WHAT IS NEEDED
In the response, the entries must appear exactly as supplied.

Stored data
::::::
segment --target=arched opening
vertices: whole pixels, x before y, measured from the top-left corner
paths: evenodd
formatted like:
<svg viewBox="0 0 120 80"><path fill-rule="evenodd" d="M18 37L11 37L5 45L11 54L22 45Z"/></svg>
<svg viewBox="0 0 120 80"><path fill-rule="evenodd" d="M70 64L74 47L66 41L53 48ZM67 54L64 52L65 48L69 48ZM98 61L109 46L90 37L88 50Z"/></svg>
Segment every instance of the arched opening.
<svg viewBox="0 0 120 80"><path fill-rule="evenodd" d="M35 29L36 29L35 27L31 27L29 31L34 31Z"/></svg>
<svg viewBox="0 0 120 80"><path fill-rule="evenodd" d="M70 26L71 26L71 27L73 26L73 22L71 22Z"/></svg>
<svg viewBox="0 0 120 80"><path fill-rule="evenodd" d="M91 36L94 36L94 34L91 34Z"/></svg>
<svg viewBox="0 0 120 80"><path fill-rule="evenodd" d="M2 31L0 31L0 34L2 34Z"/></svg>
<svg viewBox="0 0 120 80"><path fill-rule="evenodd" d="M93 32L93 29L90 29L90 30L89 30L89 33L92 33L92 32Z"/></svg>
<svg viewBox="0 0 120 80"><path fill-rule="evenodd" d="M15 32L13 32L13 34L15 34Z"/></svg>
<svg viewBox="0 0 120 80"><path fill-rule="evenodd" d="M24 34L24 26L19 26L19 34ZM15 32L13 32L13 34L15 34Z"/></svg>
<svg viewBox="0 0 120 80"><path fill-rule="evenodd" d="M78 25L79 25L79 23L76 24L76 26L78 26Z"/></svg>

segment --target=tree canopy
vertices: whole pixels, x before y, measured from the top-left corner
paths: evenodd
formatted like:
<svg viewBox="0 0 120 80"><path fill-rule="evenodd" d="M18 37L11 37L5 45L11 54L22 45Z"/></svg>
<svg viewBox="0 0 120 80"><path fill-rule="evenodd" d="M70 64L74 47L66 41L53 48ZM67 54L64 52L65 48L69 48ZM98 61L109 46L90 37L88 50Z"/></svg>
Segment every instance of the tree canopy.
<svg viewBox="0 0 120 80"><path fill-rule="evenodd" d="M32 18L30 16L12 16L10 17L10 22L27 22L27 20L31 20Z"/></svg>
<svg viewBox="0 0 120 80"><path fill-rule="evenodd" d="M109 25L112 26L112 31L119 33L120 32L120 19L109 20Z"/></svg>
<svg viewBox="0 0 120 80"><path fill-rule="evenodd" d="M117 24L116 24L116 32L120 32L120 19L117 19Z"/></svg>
::::::
RESULT FOR THIS EXERCISE
segment --target=arched opening
vertices: whole pixels, x before y, measured from the top-left corner
paths: evenodd
formatted like:
<svg viewBox="0 0 120 80"><path fill-rule="evenodd" d="M18 37L11 37L5 45L11 54L22 45Z"/></svg>
<svg viewBox="0 0 120 80"><path fill-rule="evenodd" d="M70 64L74 47L66 41L53 48ZM67 54L64 52L65 48L69 48ZM98 61L109 46L90 37L88 50Z"/></svg>
Segment every instance of the arched opening.
<svg viewBox="0 0 120 80"><path fill-rule="evenodd" d="M35 29L36 29L35 27L31 27L29 31L34 31Z"/></svg>
<svg viewBox="0 0 120 80"><path fill-rule="evenodd" d="M70 26L71 26L71 27L73 26L73 22L71 22Z"/></svg>
<svg viewBox="0 0 120 80"><path fill-rule="evenodd" d="M91 36L94 36L94 34L91 34Z"/></svg>
<svg viewBox="0 0 120 80"><path fill-rule="evenodd" d="M2 31L0 31L0 34L2 34Z"/></svg>
<svg viewBox="0 0 120 80"><path fill-rule="evenodd" d="M93 32L93 29L90 29L90 30L89 30L89 33L92 33L92 32Z"/></svg>
<svg viewBox="0 0 120 80"><path fill-rule="evenodd" d="M15 32L13 32L13 34L15 34Z"/></svg>
<svg viewBox="0 0 120 80"><path fill-rule="evenodd" d="M24 34L24 26L19 26L19 34ZM15 32L13 32L13 34L15 34Z"/></svg>
<svg viewBox="0 0 120 80"><path fill-rule="evenodd" d="M78 25L79 25L79 23L76 24L76 26L78 26Z"/></svg>

segment --target=tree canopy
vertices: whole pixels, x before y, measured from the top-left corner
paths: evenodd
formatted like:
<svg viewBox="0 0 120 80"><path fill-rule="evenodd" d="M18 37L11 37L5 45L11 54L22 45Z"/></svg>
<svg viewBox="0 0 120 80"><path fill-rule="evenodd" d="M70 64L74 47L66 41L53 48ZM67 54L64 52L65 48L69 48ZM98 61L109 46L90 37L88 50Z"/></svg>
Segment every instance of the tree canopy.
<svg viewBox="0 0 120 80"><path fill-rule="evenodd" d="M32 18L30 16L12 16L10 17L10 22L27 22L27 20L31 20Z"/></svg>
<svg viewBox="0 0 120 80"><path fill-rule="evenodd" d="M109 25L112 26L112 31L119 33L120 32L120 19L109 20Z"/></svg>
<svg viewBox="0 0 120 80"><path fill-rule="evenodd" d="M117 24L116 24L116 32L120 32L120 19L117 19Z"/></svg>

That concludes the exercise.